■ Requirements ■
Resume the forum thread about a 45-joule slingshot tournament challenge, picking up after its last line.

■ Extracted text ■
______________________________

# Tournament discipline for men



## JoergS (Dec 17, 2009)

Here is a slingshot tournament challenge I would like to see:

45 Joule shooting

Every shot has to go through a chrony

10 m distance

Ammo: Your choice, but weight will be noted

Target: 2 feet wide, 3 feet high

Bullseye: 8 inches

Only hits 45 Joules or above will count

10 shots each, shots with less than 45 Joules are misses

No mechanical releases, no braces, any shooting style is OK

Maybe we can set something like that up in Alverton next year!

Jörg


----------



## ZDP-189 (Mar 14, 2010)

Sounds cool? But what about the women?


----------



## shot in the foot (Jan 3, 2010)

Not many will have a chrony, jeff


----------



## JoergS (Dec 17, 2009)

Just one chrony will do, at 10 shots per person. Fixed mounted and protected.

Women? Well, if enough female athletes sign up, a lower limit (25 Joules?) would be in order.

Jörg


----------



## Guest (Aug 14, 2010)

ZDP-189 said:


> Sounds cool? But what about the women?


both for men and women,


----------



## Tex-Shooter (Dec 17, 2009)

Of course you can use your feet two. -- Tex


----------



## mr.joel (Dec 21, 2009)

The Mongo shoot..."Mongo only pawn in game of life."


----------



## Jaybird (Dec 20, 2009)

Jorg
I'll have the chrony ready.


----------



## Flatband (Dec 18, 2009)

Russian women would love the tournament!







Flatband


----------



## JoergS (Dec 17, 2009)

mr.joel said:


> The Mongo shoot..."Mongo only pawn in game of life."


I disagree. This is the master discipline. Hitting with a strong slingshot is much harder, plus the slingshot must be well designed.


----------



## bunnybuster (Dec 26, 2009)

JoergS said:


> The Mongo shoot..."Mongo only pawn in game of life."


I disagree. This is the master discipline. Hitting with a strong slingshot is much harder, plus the slingshot must be well designed.
[/quote]
Ok,sounds fun.
What is 45 joules?


----------



## mr.joel (Dec 21, 2009)

______________________________

Records pointing to named objects:
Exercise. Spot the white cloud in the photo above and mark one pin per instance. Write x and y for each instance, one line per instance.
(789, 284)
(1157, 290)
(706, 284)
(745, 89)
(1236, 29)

______________________________

■ Result below ■
JoergS said:


> The Mongo shoot..."Mongo only pawn in game of life."


I disagree. This is the master discipline. Hitting with a strong slingshot is much harder, plus the slingshot must be well designed.
[/quote]
Disagree with WHAT? It was a JOKE! You guys take yourselves WAY too seriously!


----------



## Flatband (Dec 18, 2009)

Tom, 45 joules is the hitting power (impact energy) of a projectile. In this instance a pretty darn powerfully banded slingshot with a heavy ball or extremely fast bands with a slightly lighter ball. Without doing any calculations and a quick guess,I'd say a 3/4" steel ball doing around 300fps would be close but probably not fast enough for that type of impact energy- end result-Joerg would win the contest!!!!!








Flatband


----------



## Sam (Jul 5, 2010)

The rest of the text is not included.